* Consignes:
1. Résumez en deux phrases l'extrait sur la liste des journaux disparus.
2. Dans l'extrait sur la liste des journaux disparus, reprenez le passage allant de «Dans cette liste, seules» jusqu'à «sur la liste.» en substituant «quotidien gratuit» à «journal gratuit».

«Depuis 2003, plus de 70 journaux ont ainsi disparu. L’information locale s’en trouve affaiblie.» Voilà ce qu’on peut lire dans le premier paragraphe des «Explications du Conseil fédéral» sur la nouvelle loi en faveur des médias. Pour ceux qui souhaitent en savoir plus sur ces 70 journaux, une liste est disponible sur le site du Département fédéral de l’environnement des transports, de l’énergie et de la communication (Detec). Celle-ci en dit long sur la manière dont la politique médiatique est gérée actuellement à Berne.

Dans cette liste, seules les disparitions d’entreprises ont été prises en compte, et non les créations. L’approche est plus que douteuse : c’est comme si on concluait à une crise économique uniquement sur la base de fermetures d’entreprises, sans prendre en compte les créations. Dans la liste du Detec, on trouve par exemple le «Blick am Abend». Ce projet médiatique n’existait pas encore avant 2003. Le journal gratuit est né en 2008, fondé par Ringier, et il a été abandonné en 2018. Même le projet précédent, «Heute», devenu «Blick am Abend» après deux ans, figure sur la liste.

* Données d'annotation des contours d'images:
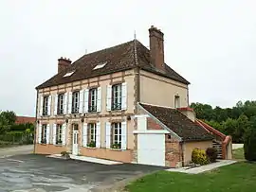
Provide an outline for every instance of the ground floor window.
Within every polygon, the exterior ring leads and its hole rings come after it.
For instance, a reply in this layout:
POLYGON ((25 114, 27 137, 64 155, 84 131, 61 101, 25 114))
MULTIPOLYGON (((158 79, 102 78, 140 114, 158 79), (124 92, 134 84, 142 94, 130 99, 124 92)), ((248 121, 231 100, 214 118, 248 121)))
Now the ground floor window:
POLYGON ((121 123, 112 124, 112 148, 121 148, 121 123))
POLYGON ((87 147, 96 147, 96 123, 88 124, 88 144, 87 147))
POLYGON ((57 125, 56 127, 56 144, 63 144, 62 133, 63 133, 63 125, 57 125))
POLYGON ((41 132, 41 143, 46 144, 46 134, 47 134, 47 125, 42 125, 42 132, 41 132))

* Réponses:
1. Les «Explications du Conseil fédéral» sur la nouvelle loi en faveur des médias affirment que plus de 70 journaux ont disparu depuis 2003, et le Detec en publie la liste sur son site. Cette liste ne tient compte que des disparitions et non des créations, une approche jugée plus que douteuse, et y figurent par exemple le «Blick am Abend», né en 2008 et abandonné en 2018, ainsi que son prédécesseur «Heute».

2.
Dans cette liste, seules les disparitions d’entreprises ont été prises en compte, et non les créations. L’approche est plus que douteuse : c’est comme si on concluait à une crise économique uniquement sur la base de fermetures d’entreprises, sans prendre en compte les créations. Dans la liste du Detec, on trouve par exemple le «Blick am Abend». Ce projet médiatique n’existait pas encore avant 2003. Le quotidien gratuit est né en 2008, fondé par Ringier, et il a été abandonné en 2018. Même le projet précédent, «Heute», devenu «Blick am Abend» après deux ans, figure sur la liste.